— Document passage —
I found this helpful thread relating to sensors:

 

http://forum.dataton.com/topic/994-wo-sensor/?hl=sensor

 

And I found this thread dealing a bit with Kinect:

 

http://forum.dataton.com/topic/436-watchout-kinect/

 

Kinect, and other motion controllers, like the ones for Wii and Playstation, according to the Wikipedia entry, seem to be more versatile and even include speech recognition, though, not being a gamer, I have no idea how well they do what they do.

 

But what I was envisioning was having certain human movements or even human speech be interpreted by Kinect and then, using "glue code" that takes what Kinect has recognized, "adapts the data, and forwards relevant information to Watchout using its network protocol" (Mike's words) which would then trigger an auxiliary timeline in Watchout where a video character's response would be played back accordingly..

— Set task A —
In the forum post, what would the triggered auxiliary timeline in Watchout play back?
The forum post and the entries that follow are unrelated to each other.

— Exercise input —

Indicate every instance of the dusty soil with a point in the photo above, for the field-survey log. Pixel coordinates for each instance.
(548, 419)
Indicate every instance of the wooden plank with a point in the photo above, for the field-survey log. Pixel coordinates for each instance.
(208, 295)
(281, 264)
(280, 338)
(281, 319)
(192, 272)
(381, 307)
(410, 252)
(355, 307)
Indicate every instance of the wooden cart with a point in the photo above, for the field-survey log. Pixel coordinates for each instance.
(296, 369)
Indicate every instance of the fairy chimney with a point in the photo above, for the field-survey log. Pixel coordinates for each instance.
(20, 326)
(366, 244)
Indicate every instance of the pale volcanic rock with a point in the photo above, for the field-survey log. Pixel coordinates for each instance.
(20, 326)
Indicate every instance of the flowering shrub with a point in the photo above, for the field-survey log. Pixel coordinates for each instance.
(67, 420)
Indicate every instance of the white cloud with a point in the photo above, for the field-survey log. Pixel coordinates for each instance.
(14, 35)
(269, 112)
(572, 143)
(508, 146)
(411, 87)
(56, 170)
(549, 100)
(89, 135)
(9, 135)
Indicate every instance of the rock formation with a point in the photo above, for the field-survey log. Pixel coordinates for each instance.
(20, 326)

---

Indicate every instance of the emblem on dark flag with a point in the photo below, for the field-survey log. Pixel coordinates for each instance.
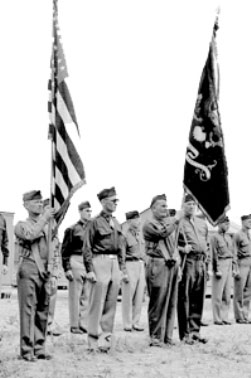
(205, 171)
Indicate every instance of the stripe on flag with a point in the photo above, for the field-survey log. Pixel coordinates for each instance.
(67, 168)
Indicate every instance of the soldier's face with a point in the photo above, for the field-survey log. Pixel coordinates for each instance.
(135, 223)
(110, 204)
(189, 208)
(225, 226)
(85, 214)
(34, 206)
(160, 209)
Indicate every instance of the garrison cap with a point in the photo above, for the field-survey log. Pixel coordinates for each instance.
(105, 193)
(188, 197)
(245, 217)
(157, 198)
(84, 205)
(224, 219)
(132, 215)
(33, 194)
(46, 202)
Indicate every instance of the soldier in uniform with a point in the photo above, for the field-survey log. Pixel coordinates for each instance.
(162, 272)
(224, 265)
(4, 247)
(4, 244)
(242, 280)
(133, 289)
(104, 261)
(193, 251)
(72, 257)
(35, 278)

...

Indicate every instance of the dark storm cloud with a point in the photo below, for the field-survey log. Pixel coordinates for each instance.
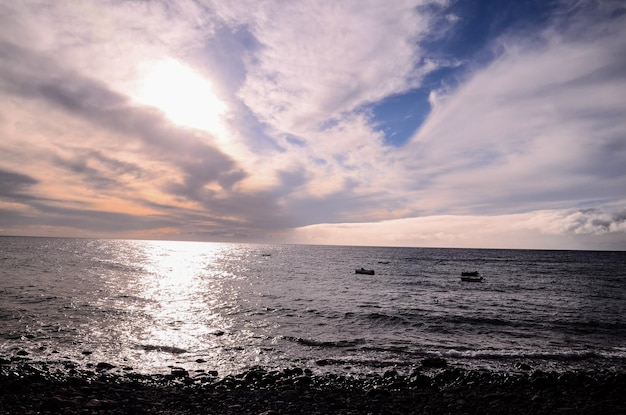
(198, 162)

— Set task B —
Filter the entries, keeping every line that contains the string "soldier".

— Final result A —
A video character's response.

— Final result B —
Indicate every instance of the soldier's face with a point in the photo above, for the field-survey log. Pixel coordinates for each instance.
Indicate every instance of the soldier in uniform with a point in the photo above, for the field-survey log. Pixel coordinates for each instance.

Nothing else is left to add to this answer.